TASK REQUIREMENTS:
A. Set down, character for character, the stretch of the records from the line containing "Target: yellow flower" through the line containing "487), (826, 438)]", including both of those lines.
B. Take the forum thread about retiring in Cancun and applying for an FM-3 visa further from the point where it stops.

DOCUMENT SEGMENT:
-*-

# Help!



## hooah121045 (Nov 15, 2012)

I plan on retiring in Cancun in January 2013. So much outdated/confusing info out there re: length of stay and FM-3 visa application. Can anyone answer the following:

1. What is the permitted length of stay on a valid passport?
2. Where can the latest/greatest FM-3 info and application be found?

Thanks


----------



## Longford (May 25, 2012)

hooah121045 said:


> I plan on retiring in Cancun in January 2013. So much outdated/confusing info out there re: length of stay and FM-3 visa application. Can anyone answer the following:
> 
> 1. What is the permitted length of stay on a valid passport?
> 2. Where can the latest/greatest FM-3 info and application be found?
> ...


:welcome:

There is a current, extensive discussion on this forum about Mexico's immigration rules and recent changes and I think you will be helped by reading through it and following some of the links provided, etc. 

Best of luck.


----------



## eagles100 (Jun 28, 2011)

There is a lawyer in Playa del Carmen who deals with immigration issues. He's posted about these latest changes. I don't know him but you could maybe contact him if you want extra help: Contact - My Mexican Lawyer


----------



## hooah121045 (Nov 15, 2012)

Thanks, Eagles


----------



## hooah121045 (Nov 15, 2012)

Thanks, Longford


----------



## eagles100 (Jun 28, 2011)

-*-

THE INPUT:

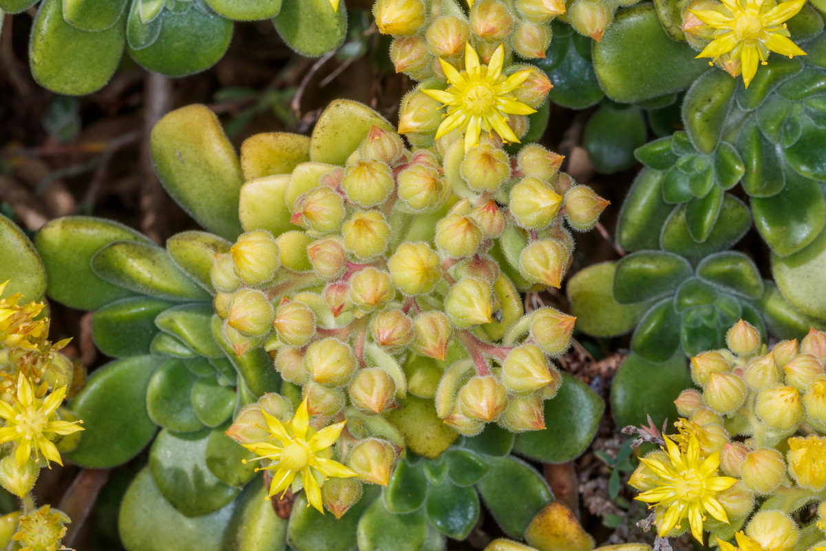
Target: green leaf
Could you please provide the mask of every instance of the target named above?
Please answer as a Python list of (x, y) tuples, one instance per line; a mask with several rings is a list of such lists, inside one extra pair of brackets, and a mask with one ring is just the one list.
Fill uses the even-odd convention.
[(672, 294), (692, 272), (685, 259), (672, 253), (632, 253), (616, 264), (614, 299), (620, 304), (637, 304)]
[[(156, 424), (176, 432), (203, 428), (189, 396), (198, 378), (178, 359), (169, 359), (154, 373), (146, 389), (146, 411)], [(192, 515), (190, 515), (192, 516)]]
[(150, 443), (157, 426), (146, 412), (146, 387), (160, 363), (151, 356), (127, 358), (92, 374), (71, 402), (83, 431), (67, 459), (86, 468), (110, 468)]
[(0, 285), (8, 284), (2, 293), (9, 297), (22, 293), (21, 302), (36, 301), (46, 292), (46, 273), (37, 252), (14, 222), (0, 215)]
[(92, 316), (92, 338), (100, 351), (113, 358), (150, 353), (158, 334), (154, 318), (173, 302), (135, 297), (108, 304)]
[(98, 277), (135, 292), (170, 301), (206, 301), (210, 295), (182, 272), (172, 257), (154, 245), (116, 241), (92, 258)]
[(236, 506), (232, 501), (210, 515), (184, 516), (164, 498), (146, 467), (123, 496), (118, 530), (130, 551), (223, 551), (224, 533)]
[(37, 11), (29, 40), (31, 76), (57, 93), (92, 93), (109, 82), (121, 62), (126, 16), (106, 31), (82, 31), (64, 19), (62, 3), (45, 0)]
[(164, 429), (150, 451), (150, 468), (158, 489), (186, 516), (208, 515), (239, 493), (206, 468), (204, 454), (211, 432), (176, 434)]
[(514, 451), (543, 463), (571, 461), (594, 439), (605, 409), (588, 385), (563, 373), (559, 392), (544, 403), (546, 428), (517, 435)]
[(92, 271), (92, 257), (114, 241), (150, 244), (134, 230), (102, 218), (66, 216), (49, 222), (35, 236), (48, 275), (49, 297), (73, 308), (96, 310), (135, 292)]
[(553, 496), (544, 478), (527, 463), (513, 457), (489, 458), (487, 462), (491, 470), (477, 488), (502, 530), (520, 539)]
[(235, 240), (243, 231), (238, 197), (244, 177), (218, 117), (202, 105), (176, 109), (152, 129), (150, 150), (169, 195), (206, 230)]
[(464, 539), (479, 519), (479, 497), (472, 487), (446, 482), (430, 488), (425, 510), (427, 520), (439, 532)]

-*-

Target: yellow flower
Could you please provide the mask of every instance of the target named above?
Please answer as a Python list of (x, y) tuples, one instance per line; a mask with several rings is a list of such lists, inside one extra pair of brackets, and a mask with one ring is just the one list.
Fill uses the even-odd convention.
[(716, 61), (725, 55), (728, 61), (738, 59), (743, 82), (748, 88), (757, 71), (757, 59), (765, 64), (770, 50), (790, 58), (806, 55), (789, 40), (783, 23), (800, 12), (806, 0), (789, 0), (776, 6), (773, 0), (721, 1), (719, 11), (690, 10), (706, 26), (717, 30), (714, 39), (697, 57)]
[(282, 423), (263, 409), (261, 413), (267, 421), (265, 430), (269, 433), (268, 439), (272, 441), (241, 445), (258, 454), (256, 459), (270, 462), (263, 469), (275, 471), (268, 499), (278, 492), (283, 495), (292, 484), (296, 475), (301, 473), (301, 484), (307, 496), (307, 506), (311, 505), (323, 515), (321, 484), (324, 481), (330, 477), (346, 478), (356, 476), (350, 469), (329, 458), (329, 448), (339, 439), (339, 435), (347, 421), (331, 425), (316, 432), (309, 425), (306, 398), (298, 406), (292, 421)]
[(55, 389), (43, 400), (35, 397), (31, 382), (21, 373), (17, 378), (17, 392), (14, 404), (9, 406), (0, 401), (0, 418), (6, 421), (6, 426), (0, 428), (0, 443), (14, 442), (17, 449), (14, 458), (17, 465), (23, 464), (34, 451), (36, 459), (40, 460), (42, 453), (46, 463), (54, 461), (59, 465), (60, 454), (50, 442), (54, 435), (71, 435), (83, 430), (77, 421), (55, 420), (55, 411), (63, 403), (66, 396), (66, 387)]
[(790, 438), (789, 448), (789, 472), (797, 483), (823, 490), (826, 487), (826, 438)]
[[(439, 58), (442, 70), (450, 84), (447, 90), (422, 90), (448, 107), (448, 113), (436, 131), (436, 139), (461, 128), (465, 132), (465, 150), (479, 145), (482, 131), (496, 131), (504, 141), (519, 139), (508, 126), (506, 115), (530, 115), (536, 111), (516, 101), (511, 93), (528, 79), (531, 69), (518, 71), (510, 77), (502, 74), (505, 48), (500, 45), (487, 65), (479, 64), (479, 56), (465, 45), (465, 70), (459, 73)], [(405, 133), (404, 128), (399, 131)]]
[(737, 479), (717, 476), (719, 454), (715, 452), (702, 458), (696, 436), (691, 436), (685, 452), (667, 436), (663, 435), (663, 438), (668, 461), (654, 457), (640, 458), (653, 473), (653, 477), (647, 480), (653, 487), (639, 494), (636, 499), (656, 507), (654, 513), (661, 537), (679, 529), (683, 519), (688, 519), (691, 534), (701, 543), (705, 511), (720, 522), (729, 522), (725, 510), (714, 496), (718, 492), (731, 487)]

-*-

IN RESPONSE:
A.
Target: yellow flower
Could you please provide the mask of every instance of the target named above?
Please answer as a Python list of (x, y) tuples, one instance per line; a mask with several rings is a list of such lists, inside one extra pair of brackets, and a mask with one ring is just the one list.
Fill uses the even-odd convention.
[(716, 61), (725, 55), (728, 61), (738, 59), (743, 82), (748, 88), (757, 71), (757, 59), (765, 64), (770, 50), (790, 58), (806, 55), (789, 40), (783, 23), (800, 12), (806, 0), (789, 0), (776, 6), (773, 0), (721, 1), (719, 11), (690, 10), (706, 26), (717, 30), (714, 39), (697, 57)]
[(282, 423), (263, 409), (261, 413), (267, 421), (265, 430), (269, 433), (268, 439), (272, 441), (241, 445), (258, 454), (256, 459), (270, 462), (263, 469), (275, 471), (268, 499), (278, 492), (283, 495), (292, 484), (296, 475), (301, 473), (301, 484), (307, 496), (307, 506), (311, 505), (323, 515), (321, 484), (324, 481), (330, 477), (346, 478), (356, 476), (350, 469), (329, 458), (329, 448), (339, 439), (339, 435), (347, 421), (331, 425), (316, 432), (309, 425), (306, 398), (298, 406), (292, 421)]
[(55, 389), (43, 400), (35, 397), (31, 382), (21, 373), (17, 378), (17, 392), (14, 404), (9, 406), (0, 401), (0, 418), (6, 421), (6, 426), (0, 428), (0, 443), (14, 442), (17, 449), (14, 458), (17, 465), (23, 464), (34, 451), (36, 459), (40, 460), (42, 453), (46, 463), (54, 461), (59, 465), (60, 454), (50, 442), (54, 435), (71, 435), (83, 430), (77, 421), (55, 420), (55, 411), (63, 403), (66, 396), (66, 387)]
[(790, 438), (789, 448), (789, 472), (797, 483), (823, 490), (826, 487), (826, 438)]

B.
I do agree with Longford to read through the latest discussions about the new immigration laws though it can get confusing. We will be following you shortly but to Lake Chapala and so we're very interested in knowing the requirements. We think we'll be ok. Since last week's posting of the new laws, there have been added information/clarifications. If you have sufficient earnings or savings/retirement funds, you'll probably be ok but don't quote me lol. We're still trying to figure out how much earnings is required for a couple. Good luck; moving to another country is a great adventure.


----------



## hooah121045 (Nov 15, 2012)

on the way out the door but, what are the monthly income requirements now for both single/married?


----------



## eagles100 (Jun 28, 2011)

You're best to read up as there are several options other than monthly earnings. For an individual, it's approx. $1,900 US (based on a multiplication of Mexico's minimum wage). For a couple, I don't know. I'm not that well informed but I'm trying.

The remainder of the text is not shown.